___ Document section ___

The Ontario Cannabis Store reported it received about 100,000 online orders in the first 24 hours that marijuana was legal in the province, with 1.3 million unique site visitors.
Online sales seemed to go smoothly, though customers noted that the government-run online shop made one blooper—mislabelling Fleur de Lune cannabis-infused spray meant for “intimate areas of the body” as a sublingual product.
Marijuana Already in Short Supply
Two things quickly became evident after the clock ticked down to Oct. 17:
- Legal marijuana would be very popular in Canada.
- The provinces and their suppliers would have trouble meeting demand. By noon on the first day in Ontario, for example, online sales had wiped out all available supply, except for one brand.
The situation was made worse for all legal online suppliers across the country by a series of rotating Canada Post strikes that threatened to delay shipments, sending retail owners scrambling to find other means of delivery.
On the West Coast, British Columbia (B.C.) was only able to open one store, in Kamloops, on legalization day. But the province’s online store recorded about 1,000 sales during its first hour of operation. Though shortly after 9 a.m., 48 of 97 available cannabis flower products were sold out.
Neighbouring Alberta was cited as being the province best prepared for cannabis legalization, with 17 stores opened on day one in Calgary, Edmonton and Medicine Hat. Meanwhile, about 250 additional cannabis stores are scheduled to start business during the first year of legalization.

___

_Work item_.
Could you continue the report above on Canada's first days of legal cannabis sales, starting right after its last sentence?

___ Entries provided ___

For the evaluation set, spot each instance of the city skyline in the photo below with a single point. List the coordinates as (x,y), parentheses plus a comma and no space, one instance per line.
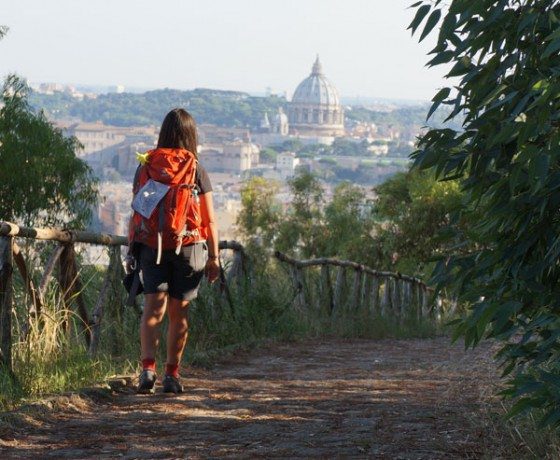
(246,46)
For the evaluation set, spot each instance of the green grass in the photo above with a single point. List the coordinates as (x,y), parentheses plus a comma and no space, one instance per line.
(51,360)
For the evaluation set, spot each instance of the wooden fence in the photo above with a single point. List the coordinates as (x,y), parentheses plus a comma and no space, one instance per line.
(336,283)
(112,294)
(383,293)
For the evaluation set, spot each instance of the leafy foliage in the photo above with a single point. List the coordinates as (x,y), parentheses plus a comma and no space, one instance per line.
(413,217)
(505,54)
(41,179)
(223,108)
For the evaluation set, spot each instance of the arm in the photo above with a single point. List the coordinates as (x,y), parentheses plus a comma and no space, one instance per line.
(207,210)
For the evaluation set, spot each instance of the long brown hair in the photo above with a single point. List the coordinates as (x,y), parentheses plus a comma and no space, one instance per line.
(178,131)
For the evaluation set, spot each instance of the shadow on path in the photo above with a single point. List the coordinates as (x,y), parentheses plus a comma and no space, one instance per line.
(408,399)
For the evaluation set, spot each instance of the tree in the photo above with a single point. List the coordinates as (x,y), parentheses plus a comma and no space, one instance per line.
(348,225)
(413,215)
(260,215)
(507,156)
(42,182)
(301,231)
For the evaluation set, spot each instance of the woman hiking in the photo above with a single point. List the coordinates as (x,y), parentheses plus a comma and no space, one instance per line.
(174,240)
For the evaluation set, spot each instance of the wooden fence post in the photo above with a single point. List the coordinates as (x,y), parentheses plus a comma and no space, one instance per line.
(326,287)
(297,280)
(49,269)
(19,261)
(98,311)
(338,289)
(406,298)
(69,280)
(425,299)
(386,300)
(356,288)
(115,299)
(374,295)
(6,301)
(418,300)
(395,297)
(365,299)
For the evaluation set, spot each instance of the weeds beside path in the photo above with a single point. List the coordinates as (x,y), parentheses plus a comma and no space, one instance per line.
(407,399)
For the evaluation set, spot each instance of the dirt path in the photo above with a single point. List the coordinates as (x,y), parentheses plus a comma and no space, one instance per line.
(394,399)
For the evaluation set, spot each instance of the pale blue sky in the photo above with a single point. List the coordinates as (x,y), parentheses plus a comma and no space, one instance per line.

___

_Result for this exercise_.
Even so, after four days of long lines and high demand, the cannabis stores began to run out of product. And some had to close their doors while waiting for resupply from the Alberta Gaming, Liquor and Cannabis Commission, which was largely tapped out.
Said one store owner: “It's a mess. The supply is just a mess.”
Such problems may get in the way of the federal government’s goal of eliminating the black market with legal cannabis. With supply running out, a lack of brick-and-mortar marijuana stores and complaints about high prices, illicit providers will continue to thrive until the authorities get their act together.
Preparing for a Cannabis Legalization Backlash
Federal and provincial politicians are watching the political landscape carefully, monitoring the size of the backlash against legalized marijuana. Andrew Scheer, the leader of the Conservatives, said that if his party wins the 2019 federal election they may revisit the decision to legalize marijuana.
In Alberta, United Conservative Party Culture and Tourism Critic Ron Orr moved the conversation into strange territory when he likened Canada’s cannabis legalization to the communist revolution in China and the problems it experienced coping with the opium trade. “The human tragedy of what’s going to happen with this has yet to be revealed,” said Orr ominously.
Despite Opposition, Governments Covet Legal Marijuana Revenue
However, it will be very hard for governments to give up legal marijuana as they become addicted to its profits.
Although sales numbers weren’t made available for all provinces, those that were are impressive. For example, Prince Edward Island, Canada’s smallest province, raked in $152,408.35 from online and retail cannabis sales on Oct. 17. The island’s population is only 153,244 people, so that’s almost $1 spent per person on cannabis in a day.
And it’s not just the government and suppliers who make money; secondary businesses are also prospering. In Edmonton, for instance, nine-year-old Girl Guide Elina Childs sold out of all of her cookies—roughly 30 boxes in 45 minutes—by targeting people lined up to buy legal marijuana.
“My dad asked me if I wanted to sell cookies and I said yes. So, we started selling cookies there and they sold out very quickly,” Elina said.
Only time will tell if the largely enthusiastic feelings about legal cannabis in Canada will continue.